» **CHALLENGE**:
Update the records below by replacing every occurrence of "store shelf audit" with "retail shelf check", leaving all other text unchanged.

(begin)

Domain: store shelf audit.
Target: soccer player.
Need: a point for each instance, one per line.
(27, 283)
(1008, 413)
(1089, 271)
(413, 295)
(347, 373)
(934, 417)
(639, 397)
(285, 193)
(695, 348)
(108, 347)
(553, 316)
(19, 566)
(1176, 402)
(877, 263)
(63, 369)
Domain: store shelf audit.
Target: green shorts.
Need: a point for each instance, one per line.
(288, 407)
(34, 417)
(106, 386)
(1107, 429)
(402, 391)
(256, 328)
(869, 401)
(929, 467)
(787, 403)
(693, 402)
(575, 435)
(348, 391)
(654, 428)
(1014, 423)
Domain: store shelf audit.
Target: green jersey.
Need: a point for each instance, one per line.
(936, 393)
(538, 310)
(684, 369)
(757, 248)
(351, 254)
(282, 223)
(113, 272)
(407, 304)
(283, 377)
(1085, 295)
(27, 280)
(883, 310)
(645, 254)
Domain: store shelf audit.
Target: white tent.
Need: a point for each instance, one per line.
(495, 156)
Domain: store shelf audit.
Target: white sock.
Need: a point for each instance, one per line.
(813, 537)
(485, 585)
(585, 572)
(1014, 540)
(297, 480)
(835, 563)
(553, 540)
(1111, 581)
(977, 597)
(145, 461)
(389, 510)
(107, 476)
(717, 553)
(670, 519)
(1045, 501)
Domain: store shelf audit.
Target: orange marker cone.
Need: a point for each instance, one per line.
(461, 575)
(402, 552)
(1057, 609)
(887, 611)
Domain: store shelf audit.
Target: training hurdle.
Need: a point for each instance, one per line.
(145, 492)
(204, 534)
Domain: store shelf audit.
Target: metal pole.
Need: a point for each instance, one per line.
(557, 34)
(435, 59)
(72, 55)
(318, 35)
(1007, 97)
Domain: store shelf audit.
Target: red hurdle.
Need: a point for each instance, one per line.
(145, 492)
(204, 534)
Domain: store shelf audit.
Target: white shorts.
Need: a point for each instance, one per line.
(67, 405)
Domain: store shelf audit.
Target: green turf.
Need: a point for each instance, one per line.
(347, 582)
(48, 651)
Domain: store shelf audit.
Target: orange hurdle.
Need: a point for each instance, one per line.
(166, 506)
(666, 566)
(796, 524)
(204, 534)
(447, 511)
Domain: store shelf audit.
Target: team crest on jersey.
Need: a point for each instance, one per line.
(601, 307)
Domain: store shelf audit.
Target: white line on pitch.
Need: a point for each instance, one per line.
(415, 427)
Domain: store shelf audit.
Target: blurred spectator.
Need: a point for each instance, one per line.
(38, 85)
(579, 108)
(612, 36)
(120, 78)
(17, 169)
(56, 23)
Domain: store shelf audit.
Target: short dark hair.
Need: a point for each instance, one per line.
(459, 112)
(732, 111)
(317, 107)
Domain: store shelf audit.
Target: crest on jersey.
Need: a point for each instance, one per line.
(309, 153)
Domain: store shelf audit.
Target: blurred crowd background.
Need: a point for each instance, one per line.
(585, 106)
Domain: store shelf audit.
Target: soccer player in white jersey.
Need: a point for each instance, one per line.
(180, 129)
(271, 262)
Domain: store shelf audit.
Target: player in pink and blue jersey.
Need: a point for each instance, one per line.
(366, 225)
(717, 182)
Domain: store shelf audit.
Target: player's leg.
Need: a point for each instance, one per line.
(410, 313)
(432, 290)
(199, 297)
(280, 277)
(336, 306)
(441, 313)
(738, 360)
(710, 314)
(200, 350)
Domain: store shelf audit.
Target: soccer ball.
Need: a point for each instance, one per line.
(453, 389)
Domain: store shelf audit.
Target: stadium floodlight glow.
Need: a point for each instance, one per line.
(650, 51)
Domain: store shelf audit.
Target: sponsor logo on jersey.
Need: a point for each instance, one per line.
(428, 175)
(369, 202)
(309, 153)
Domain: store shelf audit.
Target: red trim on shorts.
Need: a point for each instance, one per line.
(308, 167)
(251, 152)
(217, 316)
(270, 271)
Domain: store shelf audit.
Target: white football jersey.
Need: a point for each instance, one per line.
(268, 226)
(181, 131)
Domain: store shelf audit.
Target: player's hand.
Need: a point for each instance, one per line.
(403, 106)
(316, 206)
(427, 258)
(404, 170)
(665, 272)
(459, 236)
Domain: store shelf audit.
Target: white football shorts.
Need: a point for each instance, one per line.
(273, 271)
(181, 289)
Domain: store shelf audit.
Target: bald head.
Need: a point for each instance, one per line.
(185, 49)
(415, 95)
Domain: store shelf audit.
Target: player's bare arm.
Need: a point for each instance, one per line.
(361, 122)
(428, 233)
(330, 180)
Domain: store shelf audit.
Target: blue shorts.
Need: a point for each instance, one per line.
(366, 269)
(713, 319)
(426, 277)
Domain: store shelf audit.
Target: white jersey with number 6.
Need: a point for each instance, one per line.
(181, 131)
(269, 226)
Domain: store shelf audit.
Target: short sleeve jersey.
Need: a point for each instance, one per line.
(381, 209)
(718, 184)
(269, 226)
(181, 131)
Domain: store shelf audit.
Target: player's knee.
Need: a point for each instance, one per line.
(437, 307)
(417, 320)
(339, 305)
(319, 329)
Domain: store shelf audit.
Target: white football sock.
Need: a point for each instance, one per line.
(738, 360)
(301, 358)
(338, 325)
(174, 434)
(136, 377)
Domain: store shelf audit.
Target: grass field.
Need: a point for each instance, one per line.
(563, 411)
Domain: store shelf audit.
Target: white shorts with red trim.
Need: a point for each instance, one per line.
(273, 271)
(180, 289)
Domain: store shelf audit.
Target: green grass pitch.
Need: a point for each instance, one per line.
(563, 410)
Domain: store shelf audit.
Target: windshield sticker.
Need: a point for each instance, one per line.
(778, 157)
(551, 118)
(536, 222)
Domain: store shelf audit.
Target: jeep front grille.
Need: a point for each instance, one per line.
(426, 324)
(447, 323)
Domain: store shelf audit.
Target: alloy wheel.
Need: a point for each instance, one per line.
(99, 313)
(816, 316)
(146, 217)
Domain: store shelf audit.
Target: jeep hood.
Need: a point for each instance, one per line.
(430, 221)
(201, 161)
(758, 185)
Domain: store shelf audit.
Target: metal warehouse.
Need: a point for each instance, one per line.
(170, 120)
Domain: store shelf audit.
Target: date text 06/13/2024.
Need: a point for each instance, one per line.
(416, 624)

(end)

» **COMPLETE ANSWER**:
Domain: retail shelf check.
Target: soccer player.
Need: a point for each instance, one per line.
(27, 283)
(1008, 413)
(1089, 271)
(413, 295)
(347, 373)
(934, 417)
(639, 397)
(285, 193)
(695, 348)
(108, 347)
(553, 316)
(19, 566)
(1176, 402)
(877, 263)
(63, 369)
Domain: retail shelf check.
Target: green shorts.
Need: a point for each instance, one per line.
(288, 407)
(34, 417)
(106, 386)
(1107, 429)
(402, 391)
(256, 328)
(869, 401)
(929, 467)
(787, 403)
(693, 402)
(575, 435)
(348, 391)
(654, 428)
(1014, 423)
Domain: retail shelf check.
Target: green jersey.
Need: a point for each instance, one per line.
(936, 393)
(538, 310)
(684, 369)
(757, 248)
(351, 254)
(282, 223)
(113, 272)
(407, 304)
(283, 377)
(1085, 295)
(27, 280)
(883, 310)
(645, 254)
Domain: retail shelf check.
Target: white tent.
Need: a point for each instance, one per line.
(495, 156)
Domain: retail shelf check.
Target: white sock.
Need: a point for each instance, one per line.
(813, 537)
(485, 585)
(585, 572)
(1014, 540)
(297, 480)
(835, 563)
(553, 540)
(1111, 581)
(977, 597)
(145, 461)
(389, 510)
(107, 476)
(717, 553)
(670, 519)
(1045, 501)
Domain: retail shelf check.
Target: orange marker cone.
Need: a point for each instance, one per line.
(461, 575)
(402, 552)
(1057, 609)
(887, 611)
Domain: retail shelf check.
Target: training hurdle.
Need: a point for each instance, one per line.
(145, 492)
(204, 534)
Domain: retail shelf check.
Target: metal pole.
Need: a point for each instance, one per line.
(557, 34)
(435, 59)
(72, 55)
(318, 35)
(1007, 97)
Domain: retail shelf check.
Target: red hurdle.
Need: a point for each instance, one per line.
(145, 492)
(204, 534)
Domain: retail shelf check.
Target: white shorts.
Need: a point for each instance, one per line.
(67, 405)
Domain: retail shelf check.
Target: green turf.
Need: a point for each instance, one per line.
(347, 582)
(48, 651)
Domain: retail shelf check.
Target: orange hurdle.
Need: a point for each instance, one per line.
(166, 506)
(666, 566)
(796, 524)
(204, 534)
(447, 511)
Domain: retail shelf check.
Target: team crest on jersey.
Need: a point for each instance, one per line.
(601, 307)
Domain: retail shelf check.
Target: white line on pitch.
Need: a point for each instance, one per line.
(415, 427)
Domain: retail shelf check.
Target: blurred spectator.
Need: a point for each instance, one per line.
(38, 85)
(579, 108)
(612, 36)
(120, 78)
(17, 169)
(56, 23)
Domain: retail shelf check.
Target: short dark hair.
Need: a point for each instance, one per line.
(459, 112)
(732, 111)
(317, 107)
Domain: retail shelf check.
Target: crest on jersey.
Need: a point for each instance, one per line.
(309, 153)
Domain: retail shelf check.
Target: blurred crowd background.
Need: a point for each instance, one per line.
(585, 106)
Domain: retail shelf check.
Target: soccer player in white jersey.
Need: a point for each instance, one per line.
(180, 129)
(271, 262)
Domain: retail shelf check.
Target: player in pink and blue jersey.
Need: a point for each instance, one per line.
(366, 225)
(717, 182)
Domain: retail shelf check.
Target: player's leg.
Need: a point for each instance, one per line.
(410, 313)
(432, 290)
(199, 297)
(280, 277)
(336, 306)
(441, 313)
(738, 360)
(710, 314)
(200, 350)
Domain: retail shelf check.
Target: soccer ball.
Need: a point for each instance, one per line.
(453, 389)
Domain: retail shelf check.
Target: stadium floodlight glow.
Need: a point for each instance, one per line.
(650, 51)
Domain: retail shelf check.
Target: sponsor logo on jersey.
Need: a point for each instance, one per line.
(428, 175)
(369, 202)
(309, 153)
Domain: retail shelf check.
Target: red trim on shorts.
Need: a point for each instance, one per line.
(308, 167)
(251, 152)
(217, 316)
(270, 271)
Domain: retail shelf check.
Target: white football jersey.
Need: a point for each instance, one per line.
(268, 226)
(181, 131)
Domain: retail shelf check.
Target: player's hand.
Need: a point for each instance, one per line.
(403, 106)
(316, 206)
(427, 258)
(404, 170)
(665, 272)
(459, 236)
Domain: retail shelf check.
Target: white football shorts.
Need: a point for each instance, one per line.
(273, 271)
(181, 289)
Domain: retail shelf check.
Target: bald head.
Need: a point for each instance, one per line.
(185, 49)
(415, 95)
Domain: retail shelf check.
Target: player's bare arm.
Need: a point for each instance, one per line.
(361, 122)
(428, 233)
(330, 180)
Domain: retail shelf check.
Target: blue shorts.
Need: a point for each instance, one per line.
(366, 269)
(713, 319)
(426, 277)
Domain: retail shelf check.
Target: white jersey with number 6.
Need: a point for each instance, one per line.
(181, 131)
(269, 226)
Domain: retail shelf check.
Target: short sleeve jersey.
Need: a point for each instance, one per line.
(381, 209)
(718, 184)
(269, 226)
(181, 131)
Domain: retail shelf check.
Target: player's knee.
Need: a point for each instance, one per line.
(437, 307)
(417, 320)
(339, 305)
(319, 329)
Domain: retail shelf check.
Target: white football sock.
Need: a point for each instance, one per line.
(738, 360)
(301, 358)
(338, 325)
(174, 434)
(136, 377)
Domain: retail shelf check.
Target: grass field.
Need: a point for each instance, one per line.
(563, 411)
Domain: retail shelf check.
Target: white shorts with red trim.
Need: a point for each instance, one per line.
(273, 271)
(180, 289)
Domain: retail shelf check.
Target: green grass pitch.
Need: a point for each instance, one per line.
(563, 410)
Domain: retail shelf check.
Target: windshield sticker.
Need: a point for each instance, one per line.
(778, 157)
(551, 118)
(536, 222)
Domain: retail shelf check.
Target: jeep front grille.
Need: a point for each instance, one per line.
(426, 324)
(447, 323)
Domain: retail shelf check.
Target: alloy wheel.
Need: a point for each instance, one per line.
(99, 313)
(816, 316)
(146, 217)
Domain: retail shelf check.
Target: jeep hood.
Need: a point for each instance, one per line.
(430, 221)
(201, 161)
(758, 185)
Domain: retail shelf check.
Target: metal warehouse.
Need: a point for each instance, one per line.
(170, 120)
Domain: retail shelf check.
Target: date text 06/13/2024.
Need: a point for each instance, one per line.
(416, 624)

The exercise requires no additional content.